Check each line of the data below for the string "blue", then state how many have it and nothing else.
Given data below:
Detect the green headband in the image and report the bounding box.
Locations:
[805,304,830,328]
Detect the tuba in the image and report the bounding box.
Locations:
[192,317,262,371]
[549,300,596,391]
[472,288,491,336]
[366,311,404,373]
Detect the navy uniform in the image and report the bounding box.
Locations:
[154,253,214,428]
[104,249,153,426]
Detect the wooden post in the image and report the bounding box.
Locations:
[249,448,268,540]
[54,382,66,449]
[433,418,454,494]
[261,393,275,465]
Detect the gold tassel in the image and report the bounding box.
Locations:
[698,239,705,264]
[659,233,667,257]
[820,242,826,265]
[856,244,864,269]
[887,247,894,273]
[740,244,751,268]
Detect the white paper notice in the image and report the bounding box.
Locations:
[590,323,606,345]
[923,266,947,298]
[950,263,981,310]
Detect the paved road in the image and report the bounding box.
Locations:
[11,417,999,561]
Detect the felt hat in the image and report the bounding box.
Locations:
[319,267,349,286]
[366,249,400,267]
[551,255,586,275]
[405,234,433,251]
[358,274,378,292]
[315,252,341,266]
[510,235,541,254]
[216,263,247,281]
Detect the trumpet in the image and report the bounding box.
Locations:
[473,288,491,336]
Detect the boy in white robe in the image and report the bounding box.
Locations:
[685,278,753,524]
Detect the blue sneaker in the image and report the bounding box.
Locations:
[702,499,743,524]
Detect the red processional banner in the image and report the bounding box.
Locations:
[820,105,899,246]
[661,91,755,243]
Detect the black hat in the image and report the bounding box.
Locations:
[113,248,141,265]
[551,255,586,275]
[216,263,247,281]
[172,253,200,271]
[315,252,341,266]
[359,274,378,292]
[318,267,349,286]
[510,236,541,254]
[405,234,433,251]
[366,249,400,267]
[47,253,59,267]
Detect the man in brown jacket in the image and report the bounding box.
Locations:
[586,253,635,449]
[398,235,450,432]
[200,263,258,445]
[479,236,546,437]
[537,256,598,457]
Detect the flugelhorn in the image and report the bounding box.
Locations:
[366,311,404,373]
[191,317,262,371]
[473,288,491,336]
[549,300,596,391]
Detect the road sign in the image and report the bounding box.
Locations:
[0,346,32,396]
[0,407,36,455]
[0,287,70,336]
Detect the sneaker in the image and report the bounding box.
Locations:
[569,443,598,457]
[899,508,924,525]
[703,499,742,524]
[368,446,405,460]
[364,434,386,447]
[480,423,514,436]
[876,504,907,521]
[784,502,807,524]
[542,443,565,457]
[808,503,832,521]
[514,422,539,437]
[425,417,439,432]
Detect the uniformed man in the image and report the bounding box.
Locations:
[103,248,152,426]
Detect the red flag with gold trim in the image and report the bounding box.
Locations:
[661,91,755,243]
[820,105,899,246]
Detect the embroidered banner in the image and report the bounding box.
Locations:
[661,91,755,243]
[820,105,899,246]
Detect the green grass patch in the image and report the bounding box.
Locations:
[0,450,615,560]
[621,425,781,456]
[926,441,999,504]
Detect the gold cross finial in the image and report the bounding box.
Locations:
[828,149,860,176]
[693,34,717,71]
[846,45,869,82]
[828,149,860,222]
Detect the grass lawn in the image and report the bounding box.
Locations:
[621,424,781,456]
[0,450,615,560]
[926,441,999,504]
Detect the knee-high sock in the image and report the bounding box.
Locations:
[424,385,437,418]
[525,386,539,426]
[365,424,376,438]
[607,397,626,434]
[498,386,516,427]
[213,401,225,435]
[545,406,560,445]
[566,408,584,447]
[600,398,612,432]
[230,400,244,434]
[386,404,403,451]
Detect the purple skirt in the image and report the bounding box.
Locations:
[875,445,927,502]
End of Given data.
Given data below:
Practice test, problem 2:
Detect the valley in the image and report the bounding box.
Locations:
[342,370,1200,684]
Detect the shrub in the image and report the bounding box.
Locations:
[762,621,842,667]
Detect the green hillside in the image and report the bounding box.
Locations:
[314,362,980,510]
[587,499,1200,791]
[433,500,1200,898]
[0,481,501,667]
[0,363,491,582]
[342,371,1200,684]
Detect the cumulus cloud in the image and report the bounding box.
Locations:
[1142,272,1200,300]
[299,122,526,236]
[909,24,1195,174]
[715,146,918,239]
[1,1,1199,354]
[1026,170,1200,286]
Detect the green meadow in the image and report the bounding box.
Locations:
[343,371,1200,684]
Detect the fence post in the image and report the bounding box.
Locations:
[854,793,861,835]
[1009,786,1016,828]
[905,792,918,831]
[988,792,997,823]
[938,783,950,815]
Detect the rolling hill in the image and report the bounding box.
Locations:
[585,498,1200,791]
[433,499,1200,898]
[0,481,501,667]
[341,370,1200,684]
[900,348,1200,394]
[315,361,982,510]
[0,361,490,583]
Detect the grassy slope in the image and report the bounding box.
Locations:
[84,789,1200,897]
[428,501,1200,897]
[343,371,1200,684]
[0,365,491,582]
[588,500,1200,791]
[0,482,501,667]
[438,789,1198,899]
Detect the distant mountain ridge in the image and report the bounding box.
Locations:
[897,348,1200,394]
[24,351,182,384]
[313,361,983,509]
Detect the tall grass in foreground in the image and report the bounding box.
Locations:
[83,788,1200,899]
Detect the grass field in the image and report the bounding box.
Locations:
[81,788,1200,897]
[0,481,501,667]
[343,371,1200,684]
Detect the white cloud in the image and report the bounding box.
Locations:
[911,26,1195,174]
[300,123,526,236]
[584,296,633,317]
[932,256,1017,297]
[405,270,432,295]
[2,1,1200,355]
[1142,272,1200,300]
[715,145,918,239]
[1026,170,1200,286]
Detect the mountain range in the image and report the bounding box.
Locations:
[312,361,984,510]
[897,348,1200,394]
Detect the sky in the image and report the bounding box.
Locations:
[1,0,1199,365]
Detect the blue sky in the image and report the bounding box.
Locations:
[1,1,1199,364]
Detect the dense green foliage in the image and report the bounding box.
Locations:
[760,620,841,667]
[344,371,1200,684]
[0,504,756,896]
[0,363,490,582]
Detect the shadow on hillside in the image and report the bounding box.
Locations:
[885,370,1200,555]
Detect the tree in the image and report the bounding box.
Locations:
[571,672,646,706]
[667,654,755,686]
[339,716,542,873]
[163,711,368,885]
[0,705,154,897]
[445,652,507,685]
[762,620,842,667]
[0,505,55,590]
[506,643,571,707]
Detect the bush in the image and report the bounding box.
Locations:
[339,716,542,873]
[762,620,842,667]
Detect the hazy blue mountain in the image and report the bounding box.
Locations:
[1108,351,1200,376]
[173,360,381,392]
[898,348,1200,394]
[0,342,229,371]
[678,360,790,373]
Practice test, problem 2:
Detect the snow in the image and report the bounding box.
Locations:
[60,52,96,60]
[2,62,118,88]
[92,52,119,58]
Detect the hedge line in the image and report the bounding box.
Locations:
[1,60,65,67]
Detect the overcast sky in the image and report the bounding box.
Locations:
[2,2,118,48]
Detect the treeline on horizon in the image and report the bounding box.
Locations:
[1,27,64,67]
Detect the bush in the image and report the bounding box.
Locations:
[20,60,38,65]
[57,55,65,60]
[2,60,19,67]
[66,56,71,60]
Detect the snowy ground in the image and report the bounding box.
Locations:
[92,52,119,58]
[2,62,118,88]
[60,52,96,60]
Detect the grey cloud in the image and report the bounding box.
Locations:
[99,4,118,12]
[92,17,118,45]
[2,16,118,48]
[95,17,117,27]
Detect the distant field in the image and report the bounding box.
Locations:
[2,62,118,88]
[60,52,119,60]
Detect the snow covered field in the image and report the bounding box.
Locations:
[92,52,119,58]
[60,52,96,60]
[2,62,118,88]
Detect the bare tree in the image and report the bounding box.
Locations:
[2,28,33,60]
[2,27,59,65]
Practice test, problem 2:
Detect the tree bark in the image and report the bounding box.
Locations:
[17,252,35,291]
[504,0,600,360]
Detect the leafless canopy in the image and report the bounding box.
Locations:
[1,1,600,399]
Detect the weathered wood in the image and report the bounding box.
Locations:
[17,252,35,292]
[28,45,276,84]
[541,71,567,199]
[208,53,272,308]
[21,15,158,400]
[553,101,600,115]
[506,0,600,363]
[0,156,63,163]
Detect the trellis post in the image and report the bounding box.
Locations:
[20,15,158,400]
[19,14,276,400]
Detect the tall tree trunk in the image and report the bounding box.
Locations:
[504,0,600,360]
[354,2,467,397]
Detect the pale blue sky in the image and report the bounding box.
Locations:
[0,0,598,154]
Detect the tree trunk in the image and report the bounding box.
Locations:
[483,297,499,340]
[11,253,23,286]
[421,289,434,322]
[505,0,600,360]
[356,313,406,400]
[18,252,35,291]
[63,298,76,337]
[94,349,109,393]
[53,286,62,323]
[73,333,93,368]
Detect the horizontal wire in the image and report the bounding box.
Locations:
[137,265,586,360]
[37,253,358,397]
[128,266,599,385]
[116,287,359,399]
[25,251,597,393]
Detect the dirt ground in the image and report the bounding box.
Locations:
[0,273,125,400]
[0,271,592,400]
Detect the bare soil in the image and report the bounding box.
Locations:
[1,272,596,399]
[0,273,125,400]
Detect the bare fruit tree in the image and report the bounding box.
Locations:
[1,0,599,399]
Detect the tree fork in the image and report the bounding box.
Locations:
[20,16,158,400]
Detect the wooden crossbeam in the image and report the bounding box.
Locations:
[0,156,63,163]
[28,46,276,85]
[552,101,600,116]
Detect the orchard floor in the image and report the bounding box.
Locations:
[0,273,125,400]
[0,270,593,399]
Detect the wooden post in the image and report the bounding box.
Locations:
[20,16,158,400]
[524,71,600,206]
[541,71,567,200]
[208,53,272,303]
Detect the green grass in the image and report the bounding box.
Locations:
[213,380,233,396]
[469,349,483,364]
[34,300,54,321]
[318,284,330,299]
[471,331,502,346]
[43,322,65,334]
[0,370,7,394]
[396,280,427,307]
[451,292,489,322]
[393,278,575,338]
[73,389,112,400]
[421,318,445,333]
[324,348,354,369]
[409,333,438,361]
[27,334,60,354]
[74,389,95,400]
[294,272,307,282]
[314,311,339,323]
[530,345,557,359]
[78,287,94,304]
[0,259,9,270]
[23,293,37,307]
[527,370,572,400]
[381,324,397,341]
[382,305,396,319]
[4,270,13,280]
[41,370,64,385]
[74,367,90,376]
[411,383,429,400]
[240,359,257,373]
End of Given data.
# Exercise response
4